** Gestellte Aufgabe A **
Ermitteln Sie, wie viele Zeilen der Datensätze die Zeichenfolge „blade“ enthalten, wobei Groß- und Kleinschreibung zählt. Geben Sie nur die Zahl an.

Gescheiterte Nachfolgen haben häufig einen latenten oder manifesten Gesellschafterdissens als Ursache. Dieser schlägt sich in Scheindebatten, Reibungsverlusten und Entscheidungsstaus nieder – in der Gegenwart und der Zukunft des Familienunternehmens.

Der Nachfolgeprozess per se ist eine brisante Gemengelage aus emotionalen und rationalen Entscheidungsinhalten. Nicht weiter überraschend, wird doch nicht nur ein Unternehmen über­geben, sondern ein Lebenswerk, menschliche Bindungen zu Kunden, Lieferanten, Geschäfts­partnern und Mitarbeitern. Sozialprestige, Anerkennung, Öffentlichkeit, Markt und finanzielle Situation stehen nicht in der Bilanz, sind und waren jedoch die Antriebskräfte des scheidenden Unternehmers und sind Triebkräfte für den „neuen“ Unternehmer.

** Gestellte Aufgabe B **
Beantworten Sie kurz diese Fragen zum Text über die Unternehmensnachfolge:
(i) Was ist laut Text häufig die Ursache gescheiterter Nachfolgen?
(ii) Was wird außer einem Unternehmen noch übergeben?
(iii) Welche Dinge stehen nicht in der Bilanz?

Datensätze zur Punktplatzierung

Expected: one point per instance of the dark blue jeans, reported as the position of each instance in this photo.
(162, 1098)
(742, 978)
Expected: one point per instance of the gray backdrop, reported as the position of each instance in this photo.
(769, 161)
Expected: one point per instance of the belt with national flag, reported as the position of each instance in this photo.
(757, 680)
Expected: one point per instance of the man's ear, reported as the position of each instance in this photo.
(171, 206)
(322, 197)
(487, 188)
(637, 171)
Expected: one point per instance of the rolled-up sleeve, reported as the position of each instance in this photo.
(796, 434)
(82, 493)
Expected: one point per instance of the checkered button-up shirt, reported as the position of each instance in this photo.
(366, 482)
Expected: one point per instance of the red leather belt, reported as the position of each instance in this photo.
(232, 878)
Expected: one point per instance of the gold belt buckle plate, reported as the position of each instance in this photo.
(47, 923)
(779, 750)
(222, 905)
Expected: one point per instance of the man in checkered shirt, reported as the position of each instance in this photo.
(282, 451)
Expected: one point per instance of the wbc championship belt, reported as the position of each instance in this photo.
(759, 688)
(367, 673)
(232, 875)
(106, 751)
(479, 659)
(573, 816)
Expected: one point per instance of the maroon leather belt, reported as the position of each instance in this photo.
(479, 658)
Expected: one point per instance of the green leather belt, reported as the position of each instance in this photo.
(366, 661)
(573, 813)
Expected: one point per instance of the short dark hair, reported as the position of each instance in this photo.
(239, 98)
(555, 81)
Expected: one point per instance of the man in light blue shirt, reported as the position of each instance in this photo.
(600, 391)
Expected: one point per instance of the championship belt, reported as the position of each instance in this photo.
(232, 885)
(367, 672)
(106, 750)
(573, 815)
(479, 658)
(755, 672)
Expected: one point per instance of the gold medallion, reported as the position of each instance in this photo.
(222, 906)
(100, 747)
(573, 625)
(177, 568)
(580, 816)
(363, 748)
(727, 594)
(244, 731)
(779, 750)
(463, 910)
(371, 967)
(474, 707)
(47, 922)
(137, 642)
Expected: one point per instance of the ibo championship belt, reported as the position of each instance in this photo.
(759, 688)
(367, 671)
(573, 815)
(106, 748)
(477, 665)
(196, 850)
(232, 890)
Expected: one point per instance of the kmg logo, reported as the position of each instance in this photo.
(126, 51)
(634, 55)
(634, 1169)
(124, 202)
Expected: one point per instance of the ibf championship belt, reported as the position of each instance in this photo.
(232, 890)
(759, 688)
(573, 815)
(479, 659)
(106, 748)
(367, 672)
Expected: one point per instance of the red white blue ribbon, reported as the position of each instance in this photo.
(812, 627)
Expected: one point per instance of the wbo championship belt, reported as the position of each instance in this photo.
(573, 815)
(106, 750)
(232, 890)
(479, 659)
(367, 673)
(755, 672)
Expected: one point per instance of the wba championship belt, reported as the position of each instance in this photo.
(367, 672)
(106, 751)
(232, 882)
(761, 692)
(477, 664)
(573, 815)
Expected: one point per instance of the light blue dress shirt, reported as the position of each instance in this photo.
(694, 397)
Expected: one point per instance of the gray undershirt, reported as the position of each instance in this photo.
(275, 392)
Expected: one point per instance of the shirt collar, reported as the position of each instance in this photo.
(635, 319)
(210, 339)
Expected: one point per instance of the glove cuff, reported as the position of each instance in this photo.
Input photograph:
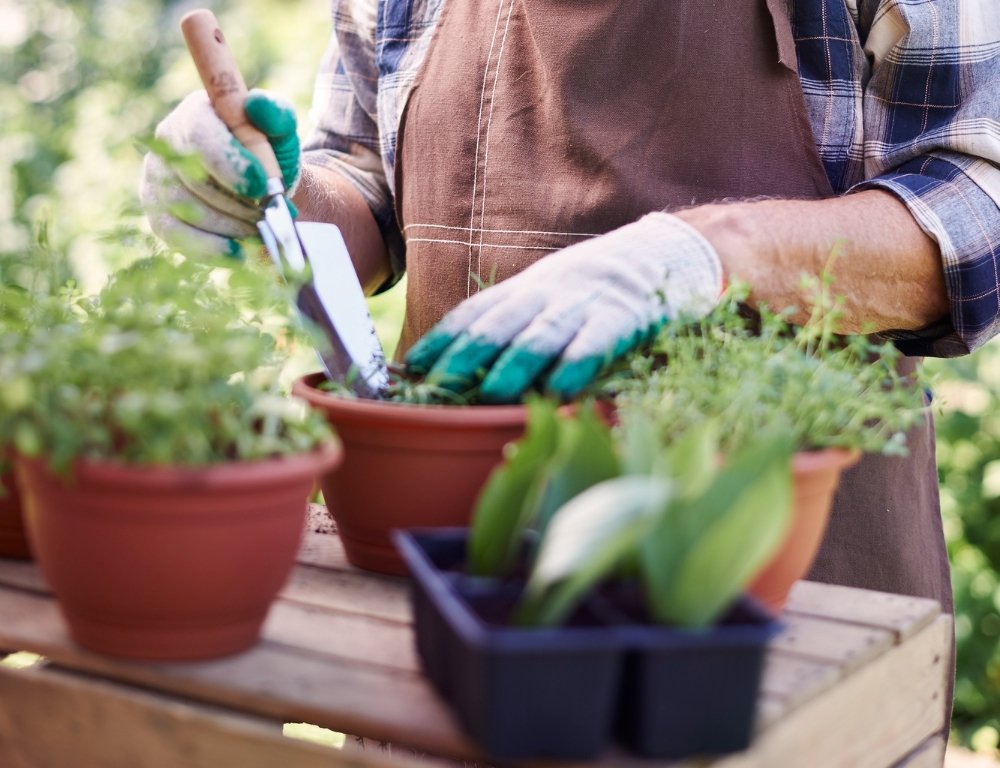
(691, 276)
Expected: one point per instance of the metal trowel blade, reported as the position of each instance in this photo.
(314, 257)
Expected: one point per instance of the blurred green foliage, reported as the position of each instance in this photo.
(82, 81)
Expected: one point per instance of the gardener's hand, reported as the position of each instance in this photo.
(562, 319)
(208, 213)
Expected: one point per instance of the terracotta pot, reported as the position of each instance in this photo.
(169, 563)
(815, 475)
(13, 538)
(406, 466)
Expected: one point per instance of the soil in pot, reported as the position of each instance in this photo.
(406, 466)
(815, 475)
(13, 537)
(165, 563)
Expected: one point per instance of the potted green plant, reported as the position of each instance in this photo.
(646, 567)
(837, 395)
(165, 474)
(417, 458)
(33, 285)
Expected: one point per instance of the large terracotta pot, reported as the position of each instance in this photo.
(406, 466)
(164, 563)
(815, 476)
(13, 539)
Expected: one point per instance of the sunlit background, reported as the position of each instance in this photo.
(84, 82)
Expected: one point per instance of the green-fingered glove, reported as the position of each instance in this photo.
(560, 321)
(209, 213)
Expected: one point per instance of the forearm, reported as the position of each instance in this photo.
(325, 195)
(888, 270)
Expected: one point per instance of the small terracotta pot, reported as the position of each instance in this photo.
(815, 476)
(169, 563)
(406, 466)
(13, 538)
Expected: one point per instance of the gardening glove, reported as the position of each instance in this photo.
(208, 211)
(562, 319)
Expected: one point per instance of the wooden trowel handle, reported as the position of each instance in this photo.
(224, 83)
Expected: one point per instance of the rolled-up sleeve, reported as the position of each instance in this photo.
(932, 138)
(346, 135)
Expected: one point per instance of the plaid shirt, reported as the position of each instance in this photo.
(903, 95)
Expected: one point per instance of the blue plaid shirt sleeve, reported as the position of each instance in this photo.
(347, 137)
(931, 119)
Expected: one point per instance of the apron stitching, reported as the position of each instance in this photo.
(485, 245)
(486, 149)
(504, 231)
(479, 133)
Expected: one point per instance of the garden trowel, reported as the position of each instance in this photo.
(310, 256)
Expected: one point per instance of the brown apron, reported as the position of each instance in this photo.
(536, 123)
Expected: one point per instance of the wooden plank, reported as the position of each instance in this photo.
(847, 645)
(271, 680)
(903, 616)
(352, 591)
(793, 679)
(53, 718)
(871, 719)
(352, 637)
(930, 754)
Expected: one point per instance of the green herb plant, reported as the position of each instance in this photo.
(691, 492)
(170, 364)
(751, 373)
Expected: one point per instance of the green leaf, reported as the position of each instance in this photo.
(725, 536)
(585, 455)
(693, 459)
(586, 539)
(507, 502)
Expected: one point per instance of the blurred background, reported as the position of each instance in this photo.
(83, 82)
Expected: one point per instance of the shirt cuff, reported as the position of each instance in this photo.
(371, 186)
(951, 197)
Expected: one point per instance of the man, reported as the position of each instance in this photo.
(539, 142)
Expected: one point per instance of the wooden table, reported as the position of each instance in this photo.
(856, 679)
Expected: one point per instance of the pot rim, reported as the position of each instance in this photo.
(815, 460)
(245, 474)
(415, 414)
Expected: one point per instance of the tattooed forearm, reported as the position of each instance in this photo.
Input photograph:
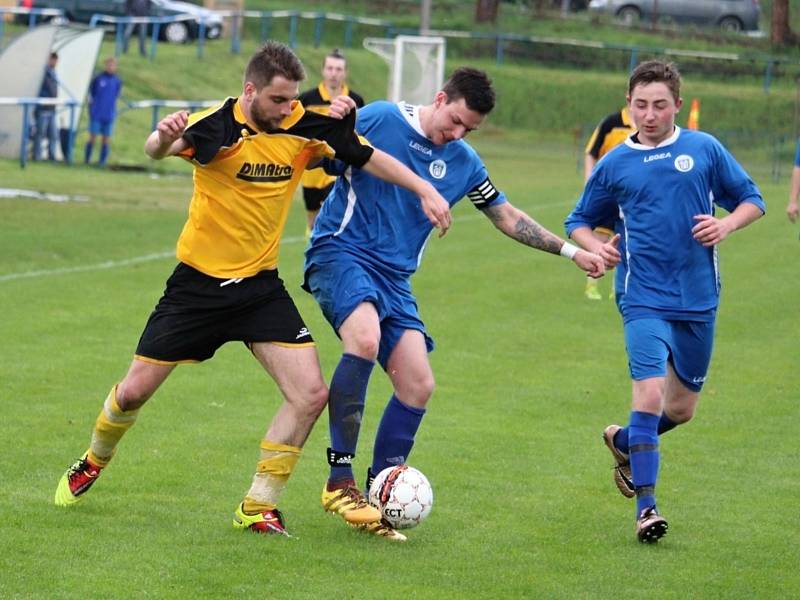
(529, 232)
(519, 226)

==

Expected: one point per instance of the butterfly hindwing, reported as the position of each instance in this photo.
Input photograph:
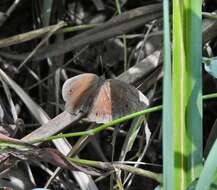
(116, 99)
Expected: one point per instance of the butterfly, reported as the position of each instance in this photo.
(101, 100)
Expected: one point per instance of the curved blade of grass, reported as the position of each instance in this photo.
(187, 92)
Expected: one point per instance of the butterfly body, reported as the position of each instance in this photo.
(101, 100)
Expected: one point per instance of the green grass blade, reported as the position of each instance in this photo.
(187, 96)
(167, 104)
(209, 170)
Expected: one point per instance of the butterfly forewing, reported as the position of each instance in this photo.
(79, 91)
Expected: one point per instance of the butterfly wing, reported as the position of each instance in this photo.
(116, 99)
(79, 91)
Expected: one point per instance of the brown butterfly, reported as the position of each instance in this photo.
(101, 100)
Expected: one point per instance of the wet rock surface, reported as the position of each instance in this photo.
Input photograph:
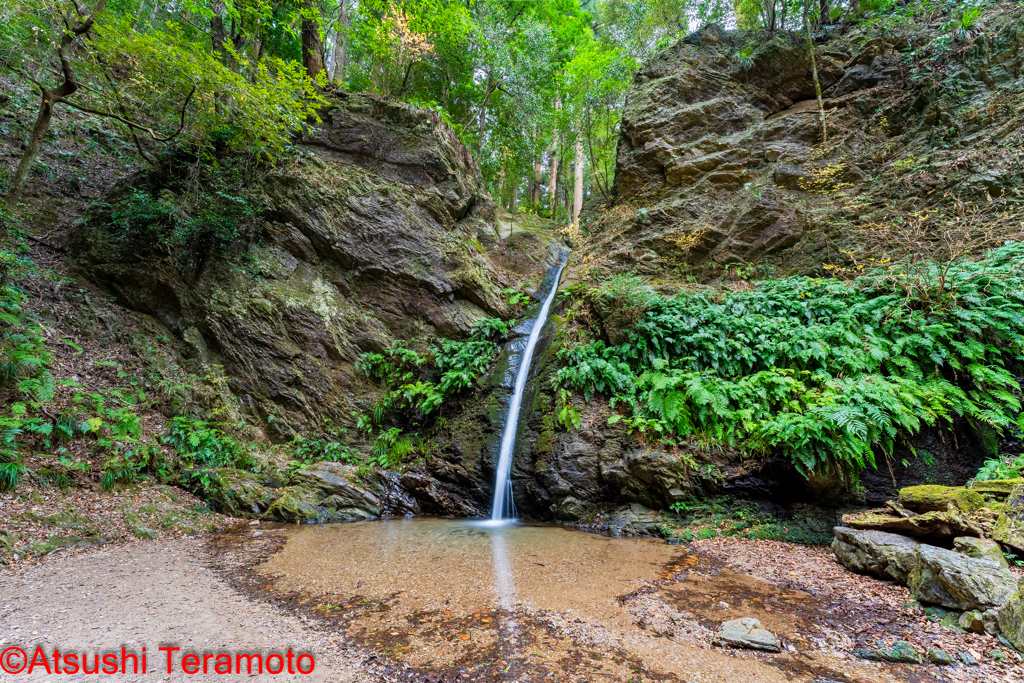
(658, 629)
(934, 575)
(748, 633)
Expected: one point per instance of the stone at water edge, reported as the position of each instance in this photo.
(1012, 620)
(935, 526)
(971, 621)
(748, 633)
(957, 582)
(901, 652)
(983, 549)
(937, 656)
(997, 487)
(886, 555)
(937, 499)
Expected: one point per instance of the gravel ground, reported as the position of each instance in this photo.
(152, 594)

** Antwort zur Aufgabe A **
3

** Antwort zur Aufgabe B **
(i) Ein latenter oder manifester Gesellschafterdissens.
(ii) Ein Lebenswerk sowie menschliche Bindungen zu Kunden, Lieferanten, Geschäftspartnern und Mitarbeitern.
(iii) Sozialprestige, Anerkennung, Öffentlichkeit, Markt und finanzielle Situation.